In the material below, reproduce only the lines from the one containing "Trace the outline of every instance of the white ceiling." through the one containing "[[[0,0],[10,31],[160,73],[259,0]]]", inclusive, with "white ceiling" changed to "plaster ceiling" and nothing else altered.

-- Start of DATASET EXTRACT --

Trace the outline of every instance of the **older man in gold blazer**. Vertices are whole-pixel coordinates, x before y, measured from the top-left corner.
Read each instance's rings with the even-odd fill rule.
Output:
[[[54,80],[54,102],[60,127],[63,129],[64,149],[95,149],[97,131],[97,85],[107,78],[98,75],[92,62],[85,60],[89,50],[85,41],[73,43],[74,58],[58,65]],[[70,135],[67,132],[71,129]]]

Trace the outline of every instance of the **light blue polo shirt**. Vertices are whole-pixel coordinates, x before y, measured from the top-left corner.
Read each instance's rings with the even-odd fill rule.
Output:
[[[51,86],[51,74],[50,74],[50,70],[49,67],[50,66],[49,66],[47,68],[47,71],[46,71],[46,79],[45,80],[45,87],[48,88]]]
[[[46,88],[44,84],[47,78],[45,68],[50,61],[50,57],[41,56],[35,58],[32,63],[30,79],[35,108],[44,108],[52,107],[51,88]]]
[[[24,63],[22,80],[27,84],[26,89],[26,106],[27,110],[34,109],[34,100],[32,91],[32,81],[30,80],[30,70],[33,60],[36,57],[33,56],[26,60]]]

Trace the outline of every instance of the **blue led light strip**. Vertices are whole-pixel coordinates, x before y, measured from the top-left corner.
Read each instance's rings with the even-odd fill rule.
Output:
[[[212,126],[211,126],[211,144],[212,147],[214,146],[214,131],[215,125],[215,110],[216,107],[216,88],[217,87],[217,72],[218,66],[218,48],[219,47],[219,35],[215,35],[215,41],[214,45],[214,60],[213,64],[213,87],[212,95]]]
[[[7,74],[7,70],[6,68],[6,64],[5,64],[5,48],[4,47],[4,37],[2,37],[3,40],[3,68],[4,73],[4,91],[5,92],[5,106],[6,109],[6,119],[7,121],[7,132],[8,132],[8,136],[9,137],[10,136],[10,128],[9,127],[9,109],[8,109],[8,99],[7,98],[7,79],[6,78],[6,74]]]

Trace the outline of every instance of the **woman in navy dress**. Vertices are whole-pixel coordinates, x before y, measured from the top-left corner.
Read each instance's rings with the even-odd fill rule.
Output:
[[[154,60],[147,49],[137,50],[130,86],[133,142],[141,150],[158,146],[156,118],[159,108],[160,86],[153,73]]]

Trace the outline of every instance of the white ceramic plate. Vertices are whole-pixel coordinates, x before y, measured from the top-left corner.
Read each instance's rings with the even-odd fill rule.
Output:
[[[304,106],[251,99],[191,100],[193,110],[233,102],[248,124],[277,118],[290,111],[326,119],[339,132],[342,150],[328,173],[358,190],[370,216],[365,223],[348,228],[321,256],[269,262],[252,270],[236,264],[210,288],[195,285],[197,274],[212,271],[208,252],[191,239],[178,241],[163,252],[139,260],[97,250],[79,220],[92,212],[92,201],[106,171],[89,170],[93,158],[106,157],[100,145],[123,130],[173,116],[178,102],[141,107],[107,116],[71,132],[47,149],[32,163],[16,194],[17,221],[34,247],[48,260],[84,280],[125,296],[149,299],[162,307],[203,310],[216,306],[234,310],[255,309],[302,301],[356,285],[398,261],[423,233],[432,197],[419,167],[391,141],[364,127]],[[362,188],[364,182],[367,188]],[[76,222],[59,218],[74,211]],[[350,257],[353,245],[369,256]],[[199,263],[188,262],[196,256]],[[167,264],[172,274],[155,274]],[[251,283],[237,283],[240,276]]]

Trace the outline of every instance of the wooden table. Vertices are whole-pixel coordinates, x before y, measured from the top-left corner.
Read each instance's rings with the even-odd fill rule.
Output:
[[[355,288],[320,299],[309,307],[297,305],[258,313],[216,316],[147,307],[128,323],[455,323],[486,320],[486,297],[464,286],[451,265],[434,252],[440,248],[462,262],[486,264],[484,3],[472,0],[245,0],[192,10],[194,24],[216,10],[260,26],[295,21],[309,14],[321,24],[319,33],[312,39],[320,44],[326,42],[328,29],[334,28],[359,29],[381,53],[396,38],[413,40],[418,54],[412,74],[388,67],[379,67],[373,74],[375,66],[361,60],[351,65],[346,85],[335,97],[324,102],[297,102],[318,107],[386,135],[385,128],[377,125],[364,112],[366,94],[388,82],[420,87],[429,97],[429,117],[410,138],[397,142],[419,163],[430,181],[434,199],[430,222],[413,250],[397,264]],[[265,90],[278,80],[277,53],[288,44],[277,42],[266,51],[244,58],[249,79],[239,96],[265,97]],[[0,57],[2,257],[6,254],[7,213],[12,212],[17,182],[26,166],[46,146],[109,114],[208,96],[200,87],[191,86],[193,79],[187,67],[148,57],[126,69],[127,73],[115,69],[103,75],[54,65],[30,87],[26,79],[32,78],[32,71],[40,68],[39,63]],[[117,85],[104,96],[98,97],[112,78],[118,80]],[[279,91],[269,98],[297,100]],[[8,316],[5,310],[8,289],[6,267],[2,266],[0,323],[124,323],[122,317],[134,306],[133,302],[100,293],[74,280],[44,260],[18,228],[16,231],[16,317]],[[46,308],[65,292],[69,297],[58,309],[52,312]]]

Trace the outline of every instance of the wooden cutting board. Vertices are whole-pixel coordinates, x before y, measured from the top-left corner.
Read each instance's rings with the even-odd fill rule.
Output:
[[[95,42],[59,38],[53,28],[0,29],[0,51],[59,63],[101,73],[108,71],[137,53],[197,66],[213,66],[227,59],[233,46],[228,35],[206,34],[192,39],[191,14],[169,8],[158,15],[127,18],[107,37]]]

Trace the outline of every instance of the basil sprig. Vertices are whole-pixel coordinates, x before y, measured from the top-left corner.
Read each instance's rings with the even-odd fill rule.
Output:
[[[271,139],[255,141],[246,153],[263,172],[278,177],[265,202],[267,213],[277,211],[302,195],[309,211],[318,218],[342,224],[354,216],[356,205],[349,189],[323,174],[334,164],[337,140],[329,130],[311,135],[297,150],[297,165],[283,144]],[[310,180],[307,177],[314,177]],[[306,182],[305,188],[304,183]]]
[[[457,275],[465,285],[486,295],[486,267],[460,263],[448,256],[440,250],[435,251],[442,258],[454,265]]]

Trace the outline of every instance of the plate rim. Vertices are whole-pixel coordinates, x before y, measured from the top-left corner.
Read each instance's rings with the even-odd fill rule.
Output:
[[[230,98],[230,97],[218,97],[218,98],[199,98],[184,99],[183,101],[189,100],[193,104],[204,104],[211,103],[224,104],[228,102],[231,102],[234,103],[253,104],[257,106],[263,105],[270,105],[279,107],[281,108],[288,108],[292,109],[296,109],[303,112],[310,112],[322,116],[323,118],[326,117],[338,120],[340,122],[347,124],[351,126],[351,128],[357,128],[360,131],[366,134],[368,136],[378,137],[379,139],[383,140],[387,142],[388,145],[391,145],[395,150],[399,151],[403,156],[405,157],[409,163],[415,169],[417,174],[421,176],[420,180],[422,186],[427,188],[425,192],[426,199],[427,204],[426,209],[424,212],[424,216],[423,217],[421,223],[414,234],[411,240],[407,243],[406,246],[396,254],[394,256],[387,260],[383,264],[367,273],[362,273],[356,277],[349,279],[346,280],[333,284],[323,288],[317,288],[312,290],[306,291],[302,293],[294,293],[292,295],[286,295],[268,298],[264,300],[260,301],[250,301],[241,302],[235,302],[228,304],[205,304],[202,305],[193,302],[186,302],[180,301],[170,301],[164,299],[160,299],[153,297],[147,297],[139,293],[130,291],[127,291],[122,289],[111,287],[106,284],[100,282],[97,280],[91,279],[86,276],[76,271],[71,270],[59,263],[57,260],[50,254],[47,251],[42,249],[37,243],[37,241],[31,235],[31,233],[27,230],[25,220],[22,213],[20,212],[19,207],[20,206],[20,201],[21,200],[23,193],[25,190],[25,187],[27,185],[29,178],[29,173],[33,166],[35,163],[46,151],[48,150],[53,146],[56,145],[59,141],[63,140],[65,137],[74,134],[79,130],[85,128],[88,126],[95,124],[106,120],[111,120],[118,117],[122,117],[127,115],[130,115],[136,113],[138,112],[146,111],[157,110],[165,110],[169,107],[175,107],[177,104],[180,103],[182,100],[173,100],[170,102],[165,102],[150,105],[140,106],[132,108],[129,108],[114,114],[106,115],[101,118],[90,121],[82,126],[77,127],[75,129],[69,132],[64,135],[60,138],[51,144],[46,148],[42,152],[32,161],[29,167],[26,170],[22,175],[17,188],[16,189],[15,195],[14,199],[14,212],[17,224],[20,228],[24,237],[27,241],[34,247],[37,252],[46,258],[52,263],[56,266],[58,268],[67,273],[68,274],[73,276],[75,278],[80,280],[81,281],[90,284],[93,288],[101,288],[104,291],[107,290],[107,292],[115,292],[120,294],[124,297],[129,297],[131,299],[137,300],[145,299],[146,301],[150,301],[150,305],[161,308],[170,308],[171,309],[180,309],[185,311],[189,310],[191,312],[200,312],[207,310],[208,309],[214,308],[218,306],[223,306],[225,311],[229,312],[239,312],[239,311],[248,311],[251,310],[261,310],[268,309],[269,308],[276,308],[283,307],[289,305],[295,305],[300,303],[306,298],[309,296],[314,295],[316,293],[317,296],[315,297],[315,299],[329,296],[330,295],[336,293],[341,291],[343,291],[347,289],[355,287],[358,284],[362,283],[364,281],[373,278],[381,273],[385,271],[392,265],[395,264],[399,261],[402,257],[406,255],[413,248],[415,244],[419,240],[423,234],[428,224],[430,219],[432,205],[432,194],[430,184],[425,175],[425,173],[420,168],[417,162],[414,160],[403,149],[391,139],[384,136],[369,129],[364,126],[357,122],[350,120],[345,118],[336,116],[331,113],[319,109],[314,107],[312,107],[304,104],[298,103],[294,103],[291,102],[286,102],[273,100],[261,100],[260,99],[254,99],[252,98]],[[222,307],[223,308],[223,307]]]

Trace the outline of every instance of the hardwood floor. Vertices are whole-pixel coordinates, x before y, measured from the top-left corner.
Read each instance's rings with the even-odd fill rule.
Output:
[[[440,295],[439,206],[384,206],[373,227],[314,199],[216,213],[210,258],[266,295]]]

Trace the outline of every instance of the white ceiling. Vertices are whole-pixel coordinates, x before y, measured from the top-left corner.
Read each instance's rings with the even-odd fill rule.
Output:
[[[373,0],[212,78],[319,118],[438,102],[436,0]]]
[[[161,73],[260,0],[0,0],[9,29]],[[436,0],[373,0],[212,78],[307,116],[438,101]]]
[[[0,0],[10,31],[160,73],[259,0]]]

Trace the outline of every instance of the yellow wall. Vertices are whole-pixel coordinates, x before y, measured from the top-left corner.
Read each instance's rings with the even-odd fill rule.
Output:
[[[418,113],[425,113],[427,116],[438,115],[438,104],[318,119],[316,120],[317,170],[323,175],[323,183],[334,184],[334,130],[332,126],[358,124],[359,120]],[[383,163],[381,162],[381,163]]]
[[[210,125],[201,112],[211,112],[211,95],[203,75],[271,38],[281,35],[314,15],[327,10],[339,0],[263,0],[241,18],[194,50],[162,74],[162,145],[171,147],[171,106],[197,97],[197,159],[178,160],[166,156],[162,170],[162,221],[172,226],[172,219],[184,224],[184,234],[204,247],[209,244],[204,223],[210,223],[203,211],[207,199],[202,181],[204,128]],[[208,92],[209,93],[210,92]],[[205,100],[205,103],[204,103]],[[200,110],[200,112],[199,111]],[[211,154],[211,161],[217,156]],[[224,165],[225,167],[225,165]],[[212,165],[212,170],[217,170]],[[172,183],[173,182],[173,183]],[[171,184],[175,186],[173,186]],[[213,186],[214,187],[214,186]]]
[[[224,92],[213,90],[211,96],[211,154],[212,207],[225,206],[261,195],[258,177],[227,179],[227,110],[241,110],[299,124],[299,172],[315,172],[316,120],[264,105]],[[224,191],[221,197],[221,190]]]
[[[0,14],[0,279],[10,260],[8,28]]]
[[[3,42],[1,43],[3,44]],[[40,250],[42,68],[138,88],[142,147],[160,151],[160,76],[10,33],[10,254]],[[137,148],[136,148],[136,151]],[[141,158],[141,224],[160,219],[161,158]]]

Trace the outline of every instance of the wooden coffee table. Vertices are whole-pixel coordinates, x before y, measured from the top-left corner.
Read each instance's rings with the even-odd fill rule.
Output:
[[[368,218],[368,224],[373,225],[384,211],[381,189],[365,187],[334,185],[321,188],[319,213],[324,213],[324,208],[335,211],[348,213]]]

-- End of DATASET EXTRACT --

SOLVED EXERCISE
Trace the outline of every instance of the plaster ceiling. Vertices are whole-pixel coordinates, x before y, measured from the top-left corner.
Read each instance's rings with the even-odd fill rule.
Output:
[[[373,0],[212,78],[319,118],[438,102],[436,0]]]
[[[161,73],[260,0],[0,0],[9,29]],[[436,0],[373,0],[212,78],[307,116],[438,101]]]
[[[0,0],[10,31],[160,73],[259,0]]]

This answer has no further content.